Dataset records
-- START --
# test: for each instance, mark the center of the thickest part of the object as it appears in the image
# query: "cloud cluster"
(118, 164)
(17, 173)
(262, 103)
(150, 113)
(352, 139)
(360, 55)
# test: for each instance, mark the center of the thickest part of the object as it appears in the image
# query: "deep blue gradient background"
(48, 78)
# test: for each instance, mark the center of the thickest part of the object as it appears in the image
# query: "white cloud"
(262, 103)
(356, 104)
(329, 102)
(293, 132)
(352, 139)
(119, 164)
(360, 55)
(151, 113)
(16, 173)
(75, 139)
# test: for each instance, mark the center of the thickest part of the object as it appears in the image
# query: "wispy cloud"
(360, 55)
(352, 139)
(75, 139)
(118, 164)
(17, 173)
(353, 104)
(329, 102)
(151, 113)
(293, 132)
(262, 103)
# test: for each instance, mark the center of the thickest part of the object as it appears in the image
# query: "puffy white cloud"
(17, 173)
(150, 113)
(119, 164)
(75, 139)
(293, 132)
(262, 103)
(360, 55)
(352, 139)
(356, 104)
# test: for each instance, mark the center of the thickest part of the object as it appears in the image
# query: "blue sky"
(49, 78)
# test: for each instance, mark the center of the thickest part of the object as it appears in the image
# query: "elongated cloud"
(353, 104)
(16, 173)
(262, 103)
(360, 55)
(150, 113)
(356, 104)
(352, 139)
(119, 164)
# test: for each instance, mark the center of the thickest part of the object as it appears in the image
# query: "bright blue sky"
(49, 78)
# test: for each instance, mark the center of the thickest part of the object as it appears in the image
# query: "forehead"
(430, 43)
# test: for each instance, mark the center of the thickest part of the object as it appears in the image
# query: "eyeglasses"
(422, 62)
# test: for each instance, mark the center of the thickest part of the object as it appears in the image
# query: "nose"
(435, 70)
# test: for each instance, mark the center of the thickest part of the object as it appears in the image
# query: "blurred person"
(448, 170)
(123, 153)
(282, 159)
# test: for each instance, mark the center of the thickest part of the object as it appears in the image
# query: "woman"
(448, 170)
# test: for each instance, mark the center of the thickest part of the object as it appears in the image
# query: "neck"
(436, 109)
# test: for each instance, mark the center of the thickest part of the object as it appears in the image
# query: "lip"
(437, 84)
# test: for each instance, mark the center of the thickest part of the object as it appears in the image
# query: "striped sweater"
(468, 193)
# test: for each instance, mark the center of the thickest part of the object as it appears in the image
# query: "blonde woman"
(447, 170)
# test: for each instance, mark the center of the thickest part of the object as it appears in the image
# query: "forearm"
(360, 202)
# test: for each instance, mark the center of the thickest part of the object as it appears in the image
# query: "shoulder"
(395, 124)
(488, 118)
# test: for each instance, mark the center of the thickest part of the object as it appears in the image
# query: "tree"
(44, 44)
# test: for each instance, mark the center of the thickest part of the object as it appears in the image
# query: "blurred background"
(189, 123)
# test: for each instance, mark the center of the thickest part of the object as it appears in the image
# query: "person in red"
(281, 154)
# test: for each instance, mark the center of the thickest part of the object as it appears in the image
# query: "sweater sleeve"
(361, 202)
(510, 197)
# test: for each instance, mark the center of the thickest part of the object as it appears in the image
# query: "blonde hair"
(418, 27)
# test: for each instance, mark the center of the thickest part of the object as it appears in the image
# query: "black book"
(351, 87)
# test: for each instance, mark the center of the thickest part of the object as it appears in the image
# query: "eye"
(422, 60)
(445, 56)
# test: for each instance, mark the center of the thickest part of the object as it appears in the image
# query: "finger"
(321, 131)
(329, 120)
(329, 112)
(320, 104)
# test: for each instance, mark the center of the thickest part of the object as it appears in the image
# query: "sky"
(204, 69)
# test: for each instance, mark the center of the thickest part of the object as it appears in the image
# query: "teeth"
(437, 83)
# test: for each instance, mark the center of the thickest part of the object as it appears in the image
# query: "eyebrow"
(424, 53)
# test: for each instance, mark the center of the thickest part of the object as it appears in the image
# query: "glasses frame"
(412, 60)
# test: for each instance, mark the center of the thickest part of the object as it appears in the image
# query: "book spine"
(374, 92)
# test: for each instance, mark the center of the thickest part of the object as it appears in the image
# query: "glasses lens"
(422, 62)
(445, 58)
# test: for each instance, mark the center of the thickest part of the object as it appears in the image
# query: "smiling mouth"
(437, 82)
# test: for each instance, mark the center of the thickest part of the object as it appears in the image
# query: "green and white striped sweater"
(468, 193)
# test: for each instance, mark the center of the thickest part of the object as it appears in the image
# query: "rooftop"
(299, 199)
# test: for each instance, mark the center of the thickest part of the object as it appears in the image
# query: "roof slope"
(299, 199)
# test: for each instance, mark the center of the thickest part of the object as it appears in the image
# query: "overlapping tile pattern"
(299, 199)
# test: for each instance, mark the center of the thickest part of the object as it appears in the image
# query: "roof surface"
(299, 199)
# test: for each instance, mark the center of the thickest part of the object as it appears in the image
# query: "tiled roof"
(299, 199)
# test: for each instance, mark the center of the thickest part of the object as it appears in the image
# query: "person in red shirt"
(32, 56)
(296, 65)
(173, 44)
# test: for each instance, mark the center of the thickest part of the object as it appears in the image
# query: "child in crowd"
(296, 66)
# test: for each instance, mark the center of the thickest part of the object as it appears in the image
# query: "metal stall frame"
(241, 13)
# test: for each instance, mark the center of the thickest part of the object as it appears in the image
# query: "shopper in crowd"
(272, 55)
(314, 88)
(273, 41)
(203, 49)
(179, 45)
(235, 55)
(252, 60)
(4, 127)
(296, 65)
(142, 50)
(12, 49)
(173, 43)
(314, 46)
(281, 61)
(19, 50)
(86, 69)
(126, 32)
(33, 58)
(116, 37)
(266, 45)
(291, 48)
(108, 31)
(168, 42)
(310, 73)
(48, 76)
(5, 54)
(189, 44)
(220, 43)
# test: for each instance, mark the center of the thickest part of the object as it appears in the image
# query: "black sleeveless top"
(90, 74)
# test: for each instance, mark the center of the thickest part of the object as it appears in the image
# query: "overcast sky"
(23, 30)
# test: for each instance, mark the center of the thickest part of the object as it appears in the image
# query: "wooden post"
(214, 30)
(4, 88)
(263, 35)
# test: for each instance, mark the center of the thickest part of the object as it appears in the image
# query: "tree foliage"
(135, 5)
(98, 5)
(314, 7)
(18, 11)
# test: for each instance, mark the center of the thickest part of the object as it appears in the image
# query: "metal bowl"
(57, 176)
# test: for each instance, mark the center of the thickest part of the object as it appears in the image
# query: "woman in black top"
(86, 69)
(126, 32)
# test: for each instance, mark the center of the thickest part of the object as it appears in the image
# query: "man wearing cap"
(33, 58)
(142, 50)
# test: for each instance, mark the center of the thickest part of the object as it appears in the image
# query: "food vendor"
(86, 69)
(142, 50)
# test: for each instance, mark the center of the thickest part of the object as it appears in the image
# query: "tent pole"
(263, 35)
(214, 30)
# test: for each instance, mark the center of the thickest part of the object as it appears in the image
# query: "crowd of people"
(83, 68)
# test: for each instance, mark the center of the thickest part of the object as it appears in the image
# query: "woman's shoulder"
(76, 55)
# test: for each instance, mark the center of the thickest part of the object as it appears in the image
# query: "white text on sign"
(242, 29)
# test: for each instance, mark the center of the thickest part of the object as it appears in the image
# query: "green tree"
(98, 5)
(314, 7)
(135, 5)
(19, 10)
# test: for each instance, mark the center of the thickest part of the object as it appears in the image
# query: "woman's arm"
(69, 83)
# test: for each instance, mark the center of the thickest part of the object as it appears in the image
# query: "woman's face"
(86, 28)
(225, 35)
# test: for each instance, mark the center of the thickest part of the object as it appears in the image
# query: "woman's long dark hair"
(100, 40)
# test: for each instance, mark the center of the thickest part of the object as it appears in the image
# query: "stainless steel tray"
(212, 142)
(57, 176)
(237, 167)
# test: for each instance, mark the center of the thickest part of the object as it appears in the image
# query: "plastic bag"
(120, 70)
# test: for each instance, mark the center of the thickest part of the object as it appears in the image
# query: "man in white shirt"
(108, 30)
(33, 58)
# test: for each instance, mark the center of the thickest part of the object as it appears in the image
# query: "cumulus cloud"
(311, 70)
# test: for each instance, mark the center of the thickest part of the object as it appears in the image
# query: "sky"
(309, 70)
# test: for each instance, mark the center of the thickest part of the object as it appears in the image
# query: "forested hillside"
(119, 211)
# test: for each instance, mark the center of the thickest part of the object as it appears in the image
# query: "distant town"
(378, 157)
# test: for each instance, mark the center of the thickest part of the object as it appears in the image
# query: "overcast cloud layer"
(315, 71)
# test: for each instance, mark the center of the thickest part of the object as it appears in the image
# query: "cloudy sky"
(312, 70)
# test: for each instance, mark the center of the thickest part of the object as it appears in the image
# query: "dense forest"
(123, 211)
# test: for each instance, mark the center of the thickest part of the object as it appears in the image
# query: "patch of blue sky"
-- END --
### Short task:
Pull out every line of the dataset records above that contains the word "shoulder".

### Exercise output:
# query: "shoulder"
# query: "woman's shoulder"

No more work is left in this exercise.